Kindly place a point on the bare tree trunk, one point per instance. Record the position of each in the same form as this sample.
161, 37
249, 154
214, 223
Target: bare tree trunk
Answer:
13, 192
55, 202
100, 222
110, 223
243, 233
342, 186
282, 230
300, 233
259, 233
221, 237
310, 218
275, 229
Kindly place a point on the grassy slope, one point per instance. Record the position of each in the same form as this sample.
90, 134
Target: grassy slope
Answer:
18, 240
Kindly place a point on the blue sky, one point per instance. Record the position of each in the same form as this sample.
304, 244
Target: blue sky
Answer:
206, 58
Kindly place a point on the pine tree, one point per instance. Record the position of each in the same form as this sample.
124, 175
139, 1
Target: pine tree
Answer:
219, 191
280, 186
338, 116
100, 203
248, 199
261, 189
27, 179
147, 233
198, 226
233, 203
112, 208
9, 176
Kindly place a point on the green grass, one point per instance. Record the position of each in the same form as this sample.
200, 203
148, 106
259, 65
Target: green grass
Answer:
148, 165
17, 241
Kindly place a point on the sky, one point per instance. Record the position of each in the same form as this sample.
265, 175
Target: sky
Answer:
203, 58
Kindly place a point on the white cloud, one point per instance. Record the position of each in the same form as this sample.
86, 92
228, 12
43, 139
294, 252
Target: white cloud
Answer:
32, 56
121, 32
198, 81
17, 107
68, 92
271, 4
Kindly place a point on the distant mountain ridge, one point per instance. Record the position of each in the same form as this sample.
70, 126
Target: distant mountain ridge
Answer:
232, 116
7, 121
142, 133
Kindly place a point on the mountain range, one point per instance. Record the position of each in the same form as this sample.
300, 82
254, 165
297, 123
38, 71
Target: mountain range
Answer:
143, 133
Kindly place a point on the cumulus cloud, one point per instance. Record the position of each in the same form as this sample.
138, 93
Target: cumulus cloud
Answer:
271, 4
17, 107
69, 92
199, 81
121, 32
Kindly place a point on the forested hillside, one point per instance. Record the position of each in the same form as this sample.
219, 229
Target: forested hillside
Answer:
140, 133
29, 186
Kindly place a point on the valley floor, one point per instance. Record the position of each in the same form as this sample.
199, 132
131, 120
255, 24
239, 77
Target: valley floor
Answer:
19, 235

> [Problem statement]:
Above are the records; set each one down word for word.

> [Exercise solution]:
Kindly place a point on the bare tree trunk, one point per instance. Record the position of each in the same form as this sample.
161, 37
249, 154
214, 223
Target: bare tree trunk
Answer:
13, 192
55, 202
100, 222
110, 223
243, 233
342, 186
282, 230
300, 233
259, 233
221, 237
310, 218
275, 229
Kindly place a point on the grassy slope, one point per instance. Record the position of each in the same form as this sample.
90, 134
Target: grassy slope
Answer:
18, 240
Kindly place a point on the blue sky, one point per instance. Record the position of each in the same form as this sample.
304, 244
Target: blue sky
Answer:
206, 58
Kindly place a point on the pine tree, one point per instance. Record the position of each in the same form as this sample.
124, 175
139, 1
Target: pine tree
Answer:
219, 191
280, 186
338, 116
100, 203
248, 199
261, 189
27, 179
147, 233
198, 226
233, 203
112, 208
9, 176
Kindly place a point on the green grass, one point per instance. Record the position of each in the same form as this sample.
200, 203
148, 106
259, 65
Target: green grass
Answer:
148, 165
17, 241
Kindly place a point on the sky, one point per instance. Record the position of each in the same form as this sample.
265, 175
Target: sky
Answer:
203, 58
Kindly place a point on the white cloud, one point per instance. Record the position of each in the same form as this sample.
86, 92
228, 12
43, 139
294, 252
Target: white cloud
Answer:
32, 56
121, 32
198, 81
17, 107
68, 92
271, 4
Kindly place a point on the distant mountain ridge, one point per instance. Record the position of each in the same form as this sample.
70, 126
Target: distant mountain ridge
Answer:
232, 116
7, 121
142, 133
Kindly place a point on the mountain range, one point per instance. Record the position of each in the same form as this sample.
300, 82
254, 165
297, 123
38, 71
Target: mountain range
Answer:
143, 133
Kindly place a point on the cumulus cloud, one point per instance. Record the position of each in the same form as this sample.
138, 93
Target: cumulus cloud
Answer:
271, 4
17, 107
69, 92
199, 81
121, 32
Kindly place a point on the forested hillside, one point per instance. Record the position of each in the same form as this sample.
219, 229
Target: forested hillside
Answer:
140, 133
29, 186
Kindly place a point on the valley floor, one point per instance. Record the position of each in the same form as this sample.
199, 132
131, 120
255, 24
239, 77
Target: valley floor
Answer:
19, 235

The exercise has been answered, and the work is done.